*** TEXTABSCHNITT

Warum Experten und Ex-CIA-Topkräfte bei einem Mini-Fusions-Startup einstiegen

Der 24-jährige JC Btaiche hat 20 Mio. US-$ aufgebracht und Irans früheren führenden Nuklearwissenschaftler sowie ehemalige Pentagon-Beamte gewonnen, um ein kühnes Ziel zu verfolgen: die Lösung aller unserer Energieprobleme durch Kernfusion.

Seit den ersten Wasserstoffbombentests in den 1950er-Jahren kämpfen Wissenschaftler darum, eine praktische Fusionsenergiequelle zu entwickeln – eine Technologie, die die Reaktionen der Sonne sicher für die Nutzung auf der Erde nachahmen würde. Die Versprechungen sind revolutionär: unendlich viel Energie, weitaus mächtiger als fossile Brennstoffe und ohne die damit verbundene Kohlendioxidverschmutzung.

******

**AUFGABENSAMMLUNG**.
(1) Beantworte anhand des Textabschnitts über das Fusions-Startup diese Fragen:
(a) Wie alt ist JC Btaiche?
(b) Welchen Geldbetrag hat er aufgebracht?
(c) Seit welchem Ereignis versuchen Wissenschaftler, eine praktische Fusionsenergiequelle zu entwickeln?
(2) Nimm den Text über das Fusions-Startup nach seinem letzten Satz auf und schreibe ihn weiter.
Die Zeilen spielen hierfür keine Rolle.

*** BEREITGESTELLTE ANGABEN

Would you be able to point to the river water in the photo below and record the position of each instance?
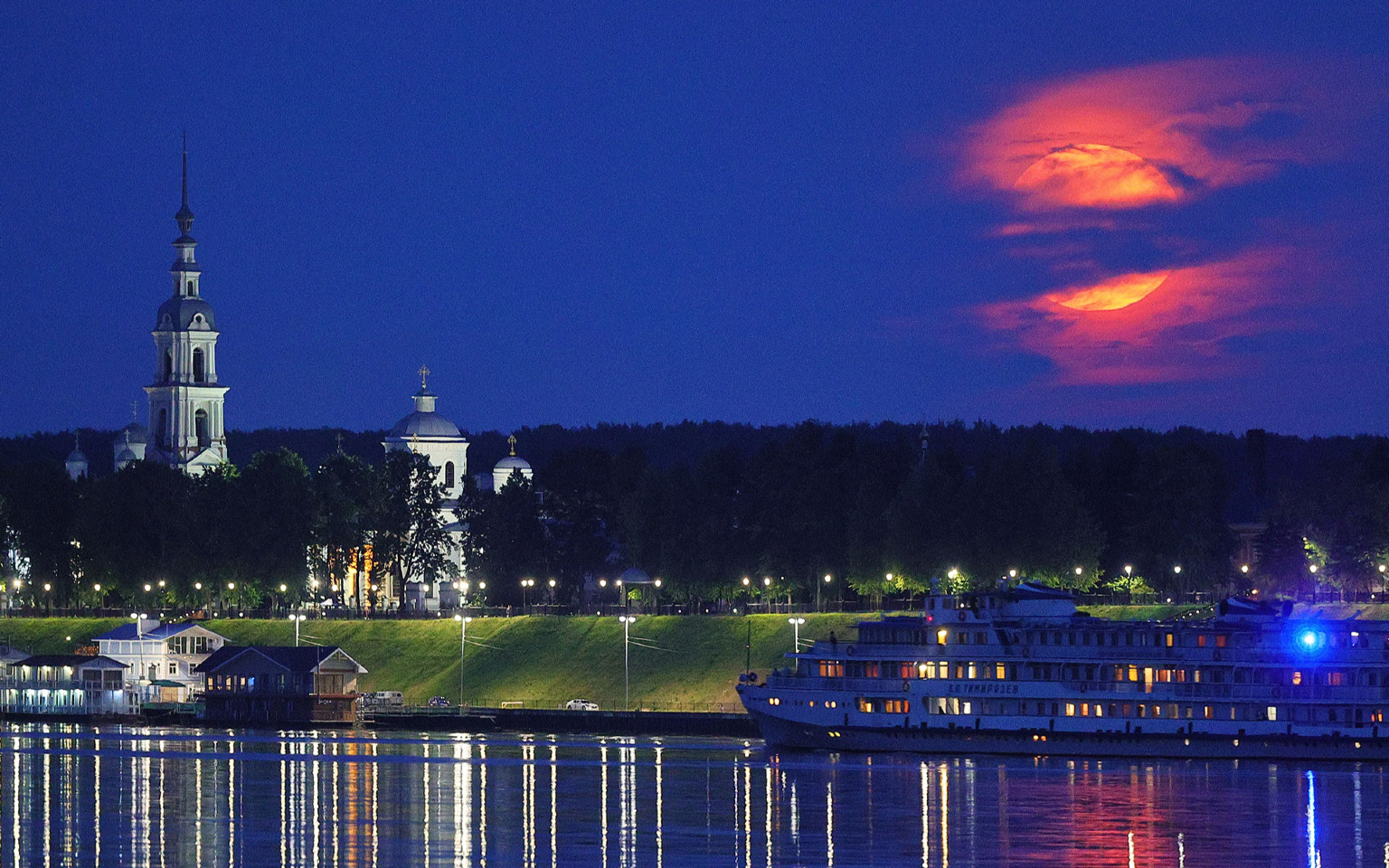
(146, 796)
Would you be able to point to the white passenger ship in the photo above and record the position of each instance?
(1020, 671)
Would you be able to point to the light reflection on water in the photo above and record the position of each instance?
(124, 796)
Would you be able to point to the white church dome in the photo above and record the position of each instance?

******

**ANTWORTEN JE AUFGABE**.
(1)
(a) JC Btaiche ist 24 Jahre alt.
(b) Er hat 20 Mio. US-$ aufgebracht.
(c) Sie versuchen es seit den ersten Wasserstoffbombentests in den 1950er-Jahren.

(2)
Nun nimmt ein kleines Team ehemaliger Pentagon- und CIA-Beamter, unterstützt von einem der führenden iranischen Nuklearwissenschaftler, diese Herausforderung an. Realistisch gesehen ist es noch weit entfernt – die wissenschaftliche Einigkeit geht davon aus, dass eine kommerzielle Nutzung der Fusion mindestens ein Jahrzehnt, vielleicht sogar zwei entfernt ist. Doch in der Zwischenzeit hat das Unternehmen namens Fuse kurzfristigere Pläne: Mit Fusionstechnologie sollen Strahlungstestanlagen entwickelt werden, die die Auswirkungen von Kernwaffen auf Maschinen simulieren. Fuse hofft, durch Regierungsaufträge Einnahmen zu erzielen, um seine langfristigen F&E-Bemühungen zu unterstützen – ein Geschäftsmodell, das Investoren aus dem Silicon Valley wie Buckley Ventures und Serienunternehmer Sky Dayton so sehr begeistert hat, dass sie mehr als 20 Mio. US-$ in das Unternehmen investiert haben.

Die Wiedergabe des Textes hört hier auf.